▸ RECORDS:
┄┄┄┄┄┄

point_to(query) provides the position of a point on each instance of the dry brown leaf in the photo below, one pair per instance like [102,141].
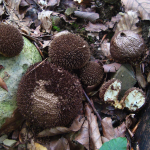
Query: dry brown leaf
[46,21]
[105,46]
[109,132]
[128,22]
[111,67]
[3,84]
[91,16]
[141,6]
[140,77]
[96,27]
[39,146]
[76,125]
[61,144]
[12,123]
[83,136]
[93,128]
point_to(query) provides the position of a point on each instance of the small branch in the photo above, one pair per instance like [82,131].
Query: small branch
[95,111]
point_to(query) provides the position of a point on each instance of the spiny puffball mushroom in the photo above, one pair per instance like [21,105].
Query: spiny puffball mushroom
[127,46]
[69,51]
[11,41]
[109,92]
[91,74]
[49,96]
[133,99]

┄┄┄┄┄┄

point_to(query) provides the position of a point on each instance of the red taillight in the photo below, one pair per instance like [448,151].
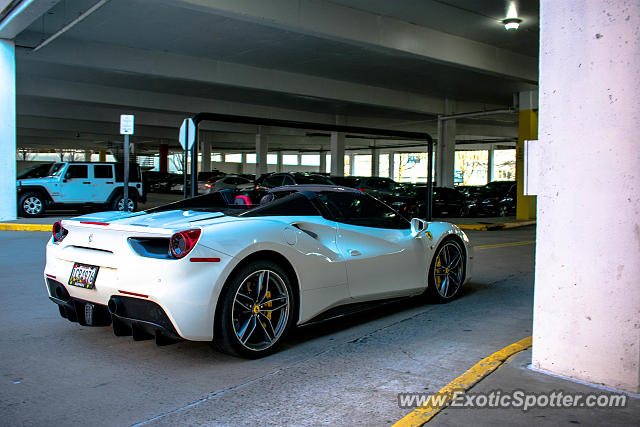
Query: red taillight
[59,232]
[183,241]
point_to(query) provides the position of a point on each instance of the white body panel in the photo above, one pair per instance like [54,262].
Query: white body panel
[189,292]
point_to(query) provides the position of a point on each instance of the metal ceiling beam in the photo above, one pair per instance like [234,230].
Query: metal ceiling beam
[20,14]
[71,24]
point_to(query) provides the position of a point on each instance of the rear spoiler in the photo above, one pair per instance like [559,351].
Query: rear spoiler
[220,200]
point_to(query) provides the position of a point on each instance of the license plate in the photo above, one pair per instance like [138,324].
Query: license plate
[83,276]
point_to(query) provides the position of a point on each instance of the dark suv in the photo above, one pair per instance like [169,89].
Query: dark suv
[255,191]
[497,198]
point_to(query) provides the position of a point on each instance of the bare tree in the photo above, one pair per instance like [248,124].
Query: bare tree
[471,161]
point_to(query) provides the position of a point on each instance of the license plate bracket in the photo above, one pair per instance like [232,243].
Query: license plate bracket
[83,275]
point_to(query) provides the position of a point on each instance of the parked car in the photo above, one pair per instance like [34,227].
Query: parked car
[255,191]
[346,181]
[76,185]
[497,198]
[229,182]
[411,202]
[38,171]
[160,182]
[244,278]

┄┄┄┄┄┄

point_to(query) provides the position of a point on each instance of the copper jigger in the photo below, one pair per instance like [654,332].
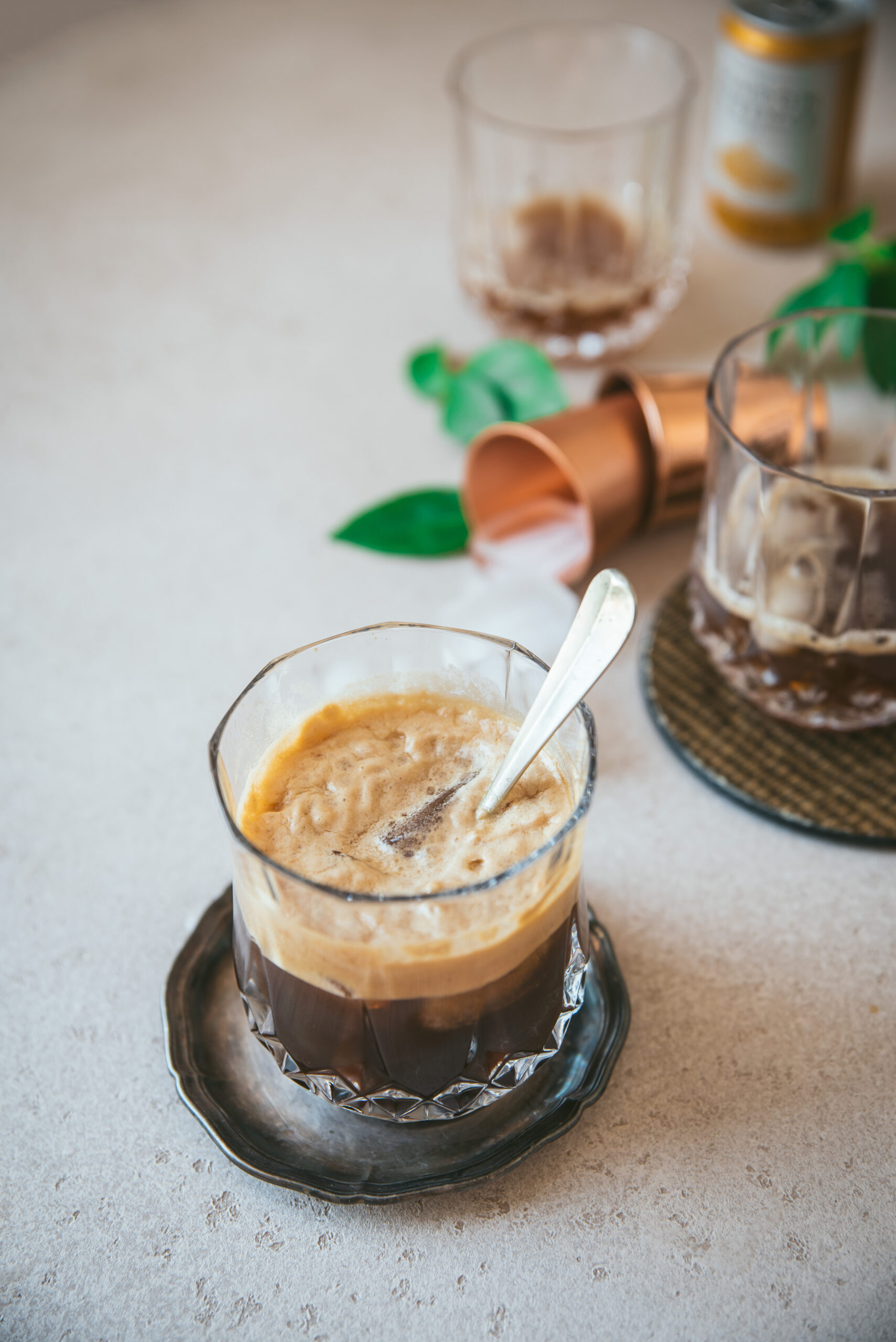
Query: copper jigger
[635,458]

┄┄┄┄┄┄

▸ PROBLEM REQUIREMENTS:
List every line above that contains the word "below".

▸ OUTPUT FOR THIS TASK:
point_to(query) provides the position of a point on each instance of the dry brown leaf in the photo below, one pair per instance like [102,141].
point_to(query) provides the position of a point on each instance of the red taillight in the photo below, one pair per instance like [448,151].
point_to(query) provides the position of a point on each instance of the copper jigger in the photo below, one pair per instance like [654,332].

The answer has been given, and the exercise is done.